======== DATA FOR THIS EXERCISE ========

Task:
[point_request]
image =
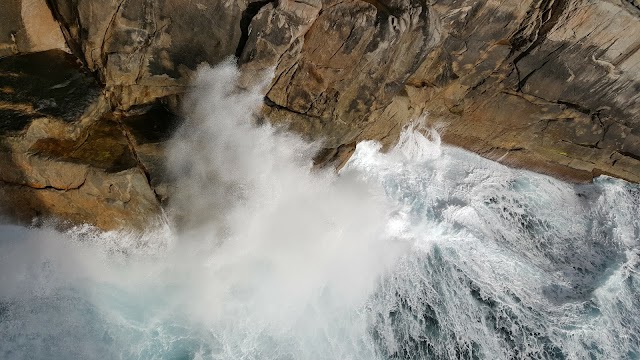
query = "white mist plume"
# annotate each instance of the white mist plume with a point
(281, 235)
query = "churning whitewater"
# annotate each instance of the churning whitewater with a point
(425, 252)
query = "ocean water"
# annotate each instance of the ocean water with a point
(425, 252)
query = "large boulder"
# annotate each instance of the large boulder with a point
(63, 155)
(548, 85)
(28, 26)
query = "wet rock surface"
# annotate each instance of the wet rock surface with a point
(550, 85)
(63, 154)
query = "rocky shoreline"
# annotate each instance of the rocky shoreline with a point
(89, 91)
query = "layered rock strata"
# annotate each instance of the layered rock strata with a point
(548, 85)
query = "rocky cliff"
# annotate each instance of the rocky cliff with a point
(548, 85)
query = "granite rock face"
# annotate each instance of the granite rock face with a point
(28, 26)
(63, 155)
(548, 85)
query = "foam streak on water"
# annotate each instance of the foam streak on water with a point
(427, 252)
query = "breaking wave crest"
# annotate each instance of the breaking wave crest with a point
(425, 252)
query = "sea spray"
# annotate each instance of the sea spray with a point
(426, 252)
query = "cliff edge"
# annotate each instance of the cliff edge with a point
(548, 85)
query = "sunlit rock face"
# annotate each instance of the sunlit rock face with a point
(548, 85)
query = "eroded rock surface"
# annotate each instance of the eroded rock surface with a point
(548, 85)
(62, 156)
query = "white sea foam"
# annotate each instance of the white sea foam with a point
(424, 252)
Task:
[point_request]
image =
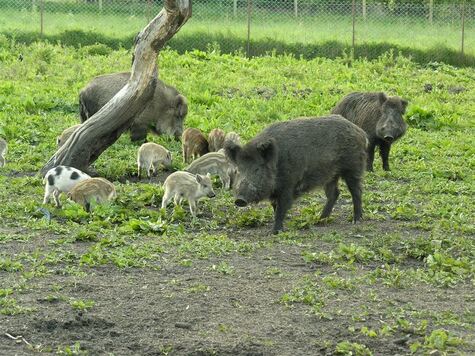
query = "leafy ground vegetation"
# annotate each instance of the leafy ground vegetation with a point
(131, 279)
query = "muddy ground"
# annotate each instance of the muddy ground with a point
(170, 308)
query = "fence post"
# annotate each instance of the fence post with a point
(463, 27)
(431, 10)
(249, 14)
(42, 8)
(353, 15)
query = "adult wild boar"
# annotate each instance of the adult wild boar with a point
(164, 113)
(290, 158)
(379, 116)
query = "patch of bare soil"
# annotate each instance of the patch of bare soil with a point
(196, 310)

========
======== DATA FOR THIS EXERCISE ========

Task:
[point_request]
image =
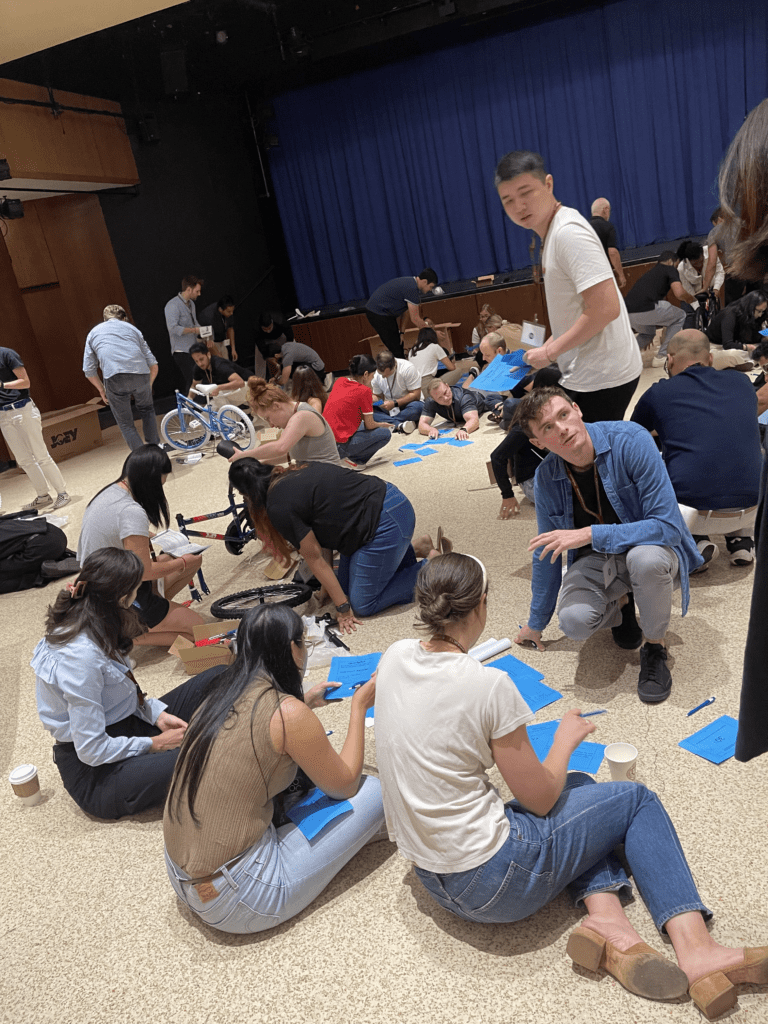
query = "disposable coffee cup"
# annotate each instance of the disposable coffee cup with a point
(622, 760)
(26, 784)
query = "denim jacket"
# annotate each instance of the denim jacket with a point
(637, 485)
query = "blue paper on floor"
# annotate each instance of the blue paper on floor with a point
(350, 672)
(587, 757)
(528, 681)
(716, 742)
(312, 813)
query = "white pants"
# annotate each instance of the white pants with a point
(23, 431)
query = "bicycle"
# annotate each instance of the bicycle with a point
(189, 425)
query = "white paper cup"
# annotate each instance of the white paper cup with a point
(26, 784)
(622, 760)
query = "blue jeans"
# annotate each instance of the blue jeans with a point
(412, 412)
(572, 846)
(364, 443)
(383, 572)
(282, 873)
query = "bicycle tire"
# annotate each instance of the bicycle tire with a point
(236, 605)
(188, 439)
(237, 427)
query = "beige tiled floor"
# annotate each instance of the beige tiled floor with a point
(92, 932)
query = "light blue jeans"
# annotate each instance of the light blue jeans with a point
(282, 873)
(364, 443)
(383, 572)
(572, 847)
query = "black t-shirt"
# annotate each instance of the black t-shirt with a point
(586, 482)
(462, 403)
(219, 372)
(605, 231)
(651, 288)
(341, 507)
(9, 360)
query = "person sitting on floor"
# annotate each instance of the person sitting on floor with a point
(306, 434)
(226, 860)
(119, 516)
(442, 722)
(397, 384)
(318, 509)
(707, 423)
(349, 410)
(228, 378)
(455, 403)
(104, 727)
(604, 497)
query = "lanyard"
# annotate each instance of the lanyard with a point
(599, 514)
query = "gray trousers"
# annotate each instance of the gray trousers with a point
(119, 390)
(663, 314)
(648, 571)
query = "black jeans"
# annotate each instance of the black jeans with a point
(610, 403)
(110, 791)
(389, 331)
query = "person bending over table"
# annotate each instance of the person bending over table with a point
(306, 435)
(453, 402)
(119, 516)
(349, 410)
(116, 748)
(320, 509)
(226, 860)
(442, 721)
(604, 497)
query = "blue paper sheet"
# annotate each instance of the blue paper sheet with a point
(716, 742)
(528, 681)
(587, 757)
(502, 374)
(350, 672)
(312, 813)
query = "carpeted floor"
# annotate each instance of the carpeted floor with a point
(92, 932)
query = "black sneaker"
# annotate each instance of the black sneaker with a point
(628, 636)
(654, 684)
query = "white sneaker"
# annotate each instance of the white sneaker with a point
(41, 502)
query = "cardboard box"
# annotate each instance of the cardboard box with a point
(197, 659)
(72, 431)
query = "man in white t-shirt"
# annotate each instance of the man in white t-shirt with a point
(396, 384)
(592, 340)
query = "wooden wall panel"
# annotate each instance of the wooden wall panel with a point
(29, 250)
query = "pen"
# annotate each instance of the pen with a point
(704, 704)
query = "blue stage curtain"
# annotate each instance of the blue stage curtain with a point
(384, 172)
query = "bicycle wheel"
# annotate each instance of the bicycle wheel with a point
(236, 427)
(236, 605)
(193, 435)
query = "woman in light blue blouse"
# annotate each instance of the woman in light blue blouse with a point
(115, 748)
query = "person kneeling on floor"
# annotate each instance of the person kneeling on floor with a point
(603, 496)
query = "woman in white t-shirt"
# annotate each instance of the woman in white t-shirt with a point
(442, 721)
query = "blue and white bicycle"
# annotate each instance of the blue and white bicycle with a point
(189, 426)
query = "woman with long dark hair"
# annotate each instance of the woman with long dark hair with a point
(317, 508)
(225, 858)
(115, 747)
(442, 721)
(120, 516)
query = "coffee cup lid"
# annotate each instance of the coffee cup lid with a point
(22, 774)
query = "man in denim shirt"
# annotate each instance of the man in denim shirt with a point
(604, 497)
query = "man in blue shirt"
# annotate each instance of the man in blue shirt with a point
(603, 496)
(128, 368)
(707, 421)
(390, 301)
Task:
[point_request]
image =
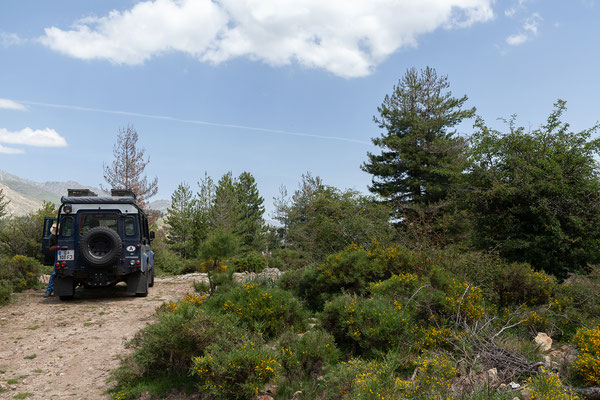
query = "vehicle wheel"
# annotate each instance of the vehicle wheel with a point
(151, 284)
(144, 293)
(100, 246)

========

» PROMPT:
List every line above that contains the string "bicycle", copying each one in full.

» CORRECT RESPONSE:
query = "bicycle"
# annotate each instance of the bicycle with a point
query = "bicycle tire"
# annotate each instance of the bicycle tire with a point
query = "bicycle wheel"
# annotate each instance of the bicycle wheel with a point
query = "blue and white bicycle"
# annotate each instance of the blue and white bicycle with a point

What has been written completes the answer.